Update the rows from the line containing "of the truck" through the end of the rows by replacing "tailgate" with "bed", leaving everything else unchanged, and give back only those lines.

━━━━━ Available data

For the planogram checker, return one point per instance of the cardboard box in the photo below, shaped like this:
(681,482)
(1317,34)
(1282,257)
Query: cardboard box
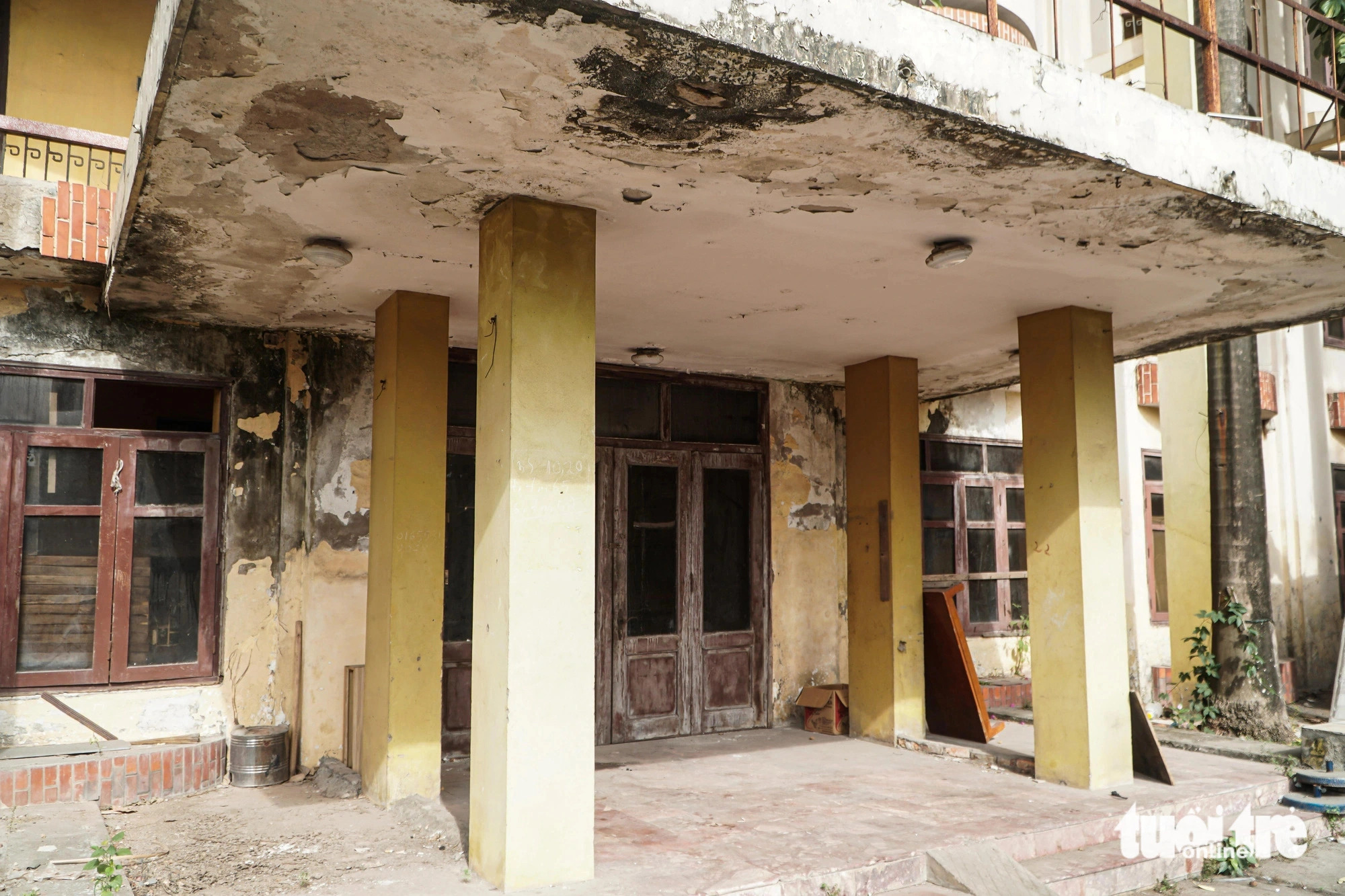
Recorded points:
(827,709)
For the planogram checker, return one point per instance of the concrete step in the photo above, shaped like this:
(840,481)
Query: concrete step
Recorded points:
(38,834)
(1102,870)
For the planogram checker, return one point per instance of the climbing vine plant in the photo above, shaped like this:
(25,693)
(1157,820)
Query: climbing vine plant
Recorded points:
(1323,34)
(1206,667)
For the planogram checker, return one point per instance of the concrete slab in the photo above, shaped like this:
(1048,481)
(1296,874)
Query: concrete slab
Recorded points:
(38,834)
(981,869)
(783,811)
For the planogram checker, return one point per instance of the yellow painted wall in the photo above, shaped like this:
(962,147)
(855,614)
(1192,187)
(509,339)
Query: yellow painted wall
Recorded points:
(1184,408)
(406,611)
(1075,568)
(76,63)
(883,463)
(533,591)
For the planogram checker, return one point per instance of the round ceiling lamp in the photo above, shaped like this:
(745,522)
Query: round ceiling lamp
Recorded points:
(950,253)
(328,253)
(648,357)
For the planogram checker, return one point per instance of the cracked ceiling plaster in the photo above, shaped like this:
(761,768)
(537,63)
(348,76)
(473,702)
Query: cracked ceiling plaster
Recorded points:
(787,221)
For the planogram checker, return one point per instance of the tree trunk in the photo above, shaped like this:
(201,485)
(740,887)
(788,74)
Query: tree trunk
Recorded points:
(1239,555)
(1234,96)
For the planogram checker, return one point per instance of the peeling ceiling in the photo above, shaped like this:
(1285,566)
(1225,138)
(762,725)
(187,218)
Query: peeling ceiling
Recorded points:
(754,217)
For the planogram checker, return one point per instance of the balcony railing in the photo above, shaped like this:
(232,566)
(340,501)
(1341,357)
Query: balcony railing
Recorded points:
(87,169)
(1289,58)
(42,151)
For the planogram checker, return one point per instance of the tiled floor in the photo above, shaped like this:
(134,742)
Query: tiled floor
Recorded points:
(785,810)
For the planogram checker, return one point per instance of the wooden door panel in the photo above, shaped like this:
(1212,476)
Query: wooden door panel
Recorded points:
(732,681)
(652,685)
(728,678)
(650,670)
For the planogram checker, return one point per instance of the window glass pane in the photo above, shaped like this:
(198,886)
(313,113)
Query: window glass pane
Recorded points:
(462,393)
(1019,599)
(938,552)
(122,404)
(59,592)
(1017,551)
(459,546)
(41,401)
(1004,459)
(170,478)
(954,456)
(984,600)
(1160,571)
(627,408)
(937,502)
(165,591)
(64,477)
(652,551)
(708,413)
(981,551)
(728,551)
(981,503)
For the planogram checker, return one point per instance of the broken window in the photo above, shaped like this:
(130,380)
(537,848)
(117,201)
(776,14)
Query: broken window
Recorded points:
(1156,536)
(972,501)
(116,533)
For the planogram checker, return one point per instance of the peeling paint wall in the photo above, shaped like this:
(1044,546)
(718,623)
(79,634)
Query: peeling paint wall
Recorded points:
(809,630)
(1139,431)
(1299,450)
(297,448)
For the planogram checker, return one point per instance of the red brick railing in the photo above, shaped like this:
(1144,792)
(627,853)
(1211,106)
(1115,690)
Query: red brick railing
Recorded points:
(115,779)
(76,222)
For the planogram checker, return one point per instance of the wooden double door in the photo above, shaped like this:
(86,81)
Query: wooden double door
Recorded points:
(681,611)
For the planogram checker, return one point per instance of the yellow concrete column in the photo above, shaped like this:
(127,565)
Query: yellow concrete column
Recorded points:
(1075,584)
(1184,415)
(887,620)
(532,791)
(403,649)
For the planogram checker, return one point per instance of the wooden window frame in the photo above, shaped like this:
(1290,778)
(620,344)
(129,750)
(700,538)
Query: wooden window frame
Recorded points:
(1151,489)
(1328,339)
(119,514)
(1339,499)
(960,524)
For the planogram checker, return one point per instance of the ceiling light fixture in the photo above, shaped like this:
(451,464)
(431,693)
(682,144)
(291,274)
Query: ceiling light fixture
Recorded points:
(328,253)
(648,357)
(949,253)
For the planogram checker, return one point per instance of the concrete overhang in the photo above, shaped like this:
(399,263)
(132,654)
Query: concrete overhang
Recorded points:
(800,157)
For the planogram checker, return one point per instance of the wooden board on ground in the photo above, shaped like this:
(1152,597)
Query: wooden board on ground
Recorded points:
(954,702)
(1145,756)
(64,749)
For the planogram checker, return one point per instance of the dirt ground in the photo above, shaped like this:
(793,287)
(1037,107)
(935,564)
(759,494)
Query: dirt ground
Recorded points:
(280,840)
(1319,870)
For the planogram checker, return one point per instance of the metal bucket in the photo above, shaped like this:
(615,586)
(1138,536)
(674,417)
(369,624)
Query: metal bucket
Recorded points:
(259,755)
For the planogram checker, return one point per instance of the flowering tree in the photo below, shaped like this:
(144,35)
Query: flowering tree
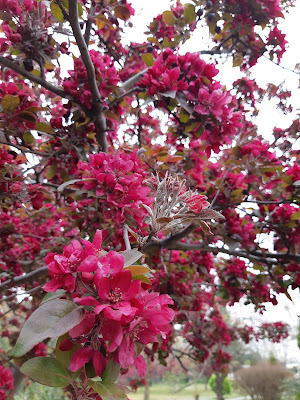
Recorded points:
(135,190)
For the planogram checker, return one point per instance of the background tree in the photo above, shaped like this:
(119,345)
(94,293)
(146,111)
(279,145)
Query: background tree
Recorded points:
(137,145)
(262,381)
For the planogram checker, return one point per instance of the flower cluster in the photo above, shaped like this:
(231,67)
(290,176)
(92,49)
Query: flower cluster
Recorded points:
(123,315)
(176,206)
(212,107)
(117,181)
(286,228)
(6,382)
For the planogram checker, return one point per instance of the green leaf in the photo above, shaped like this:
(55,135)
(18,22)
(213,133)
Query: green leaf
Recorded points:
(148,59)
(52,319)
(111,372)
(130,256)
(122,12)
(10,102)
(43,127)
(108,391)
(56,12)
(168,18)
(47,371)
(189,13)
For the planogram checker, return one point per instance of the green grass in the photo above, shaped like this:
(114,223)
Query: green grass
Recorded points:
(166,392)
(35,391)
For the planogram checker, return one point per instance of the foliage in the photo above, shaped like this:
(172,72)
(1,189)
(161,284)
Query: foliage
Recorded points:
(124,180)
(226,384)
(263,380)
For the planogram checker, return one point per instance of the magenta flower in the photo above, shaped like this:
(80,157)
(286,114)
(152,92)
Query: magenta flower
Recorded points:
(197,203)
(84,355)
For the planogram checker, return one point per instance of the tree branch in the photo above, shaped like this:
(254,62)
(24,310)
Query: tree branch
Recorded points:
(36,79)
(97,105)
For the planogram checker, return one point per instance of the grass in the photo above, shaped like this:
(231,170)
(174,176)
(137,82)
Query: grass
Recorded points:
(161,391)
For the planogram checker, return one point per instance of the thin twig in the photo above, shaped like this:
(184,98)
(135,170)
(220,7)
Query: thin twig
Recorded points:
(25,278)
(97,105)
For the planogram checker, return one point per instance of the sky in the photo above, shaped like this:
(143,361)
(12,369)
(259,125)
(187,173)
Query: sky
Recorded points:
(264,72)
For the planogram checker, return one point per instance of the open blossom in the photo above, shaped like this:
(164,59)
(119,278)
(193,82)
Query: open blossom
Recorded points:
(6,382)
(120,311)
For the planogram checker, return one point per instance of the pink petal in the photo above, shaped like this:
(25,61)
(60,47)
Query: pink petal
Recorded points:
(112,332)
(86,301)
(70,283)
(99,308)
(103,285)
(133,290)
(121,281)
(89,264)
(97,241)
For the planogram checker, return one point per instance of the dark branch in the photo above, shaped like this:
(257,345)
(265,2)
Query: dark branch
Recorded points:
(89,24)
(97,106)
(25,278)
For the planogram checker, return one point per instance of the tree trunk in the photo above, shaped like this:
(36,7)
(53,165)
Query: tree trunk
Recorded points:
(219,385)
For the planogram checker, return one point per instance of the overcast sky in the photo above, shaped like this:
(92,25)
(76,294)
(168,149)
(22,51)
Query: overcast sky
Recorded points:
(264,72)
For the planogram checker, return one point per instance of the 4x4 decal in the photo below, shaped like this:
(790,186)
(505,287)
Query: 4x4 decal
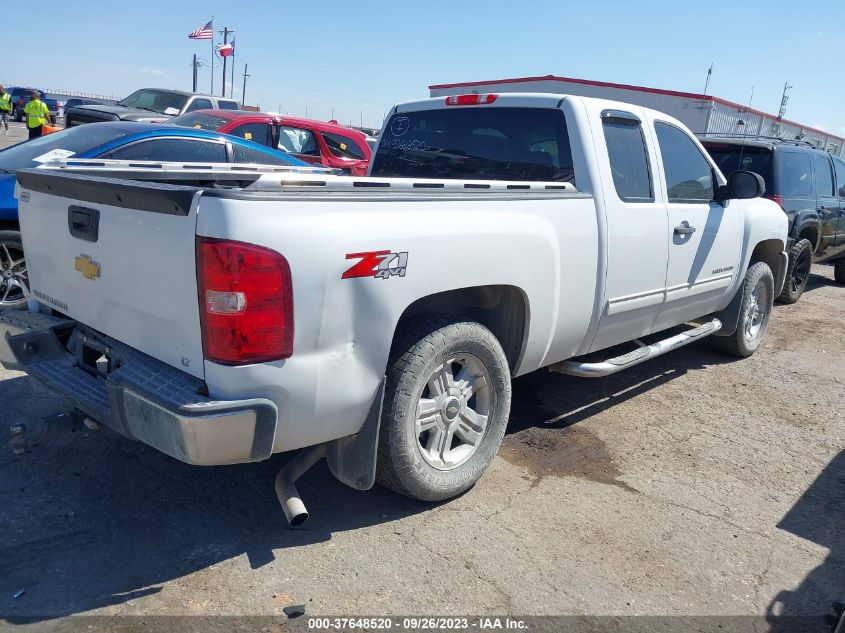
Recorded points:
(378,264)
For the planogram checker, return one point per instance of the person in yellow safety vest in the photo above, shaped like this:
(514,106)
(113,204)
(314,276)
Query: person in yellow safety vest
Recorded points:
(37,113)
(5,108)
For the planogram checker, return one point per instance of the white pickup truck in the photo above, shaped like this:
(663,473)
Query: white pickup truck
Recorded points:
(379,321)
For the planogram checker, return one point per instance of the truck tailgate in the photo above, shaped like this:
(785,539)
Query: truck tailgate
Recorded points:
(117,256)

━━━━━━━━━━

◆ Exercise response ◆
For the planogram checker, return one point per instance of the truck bed in the photo above, shaped like this:
(785,539)
Query: truck bed
Recorded points:
(117,256)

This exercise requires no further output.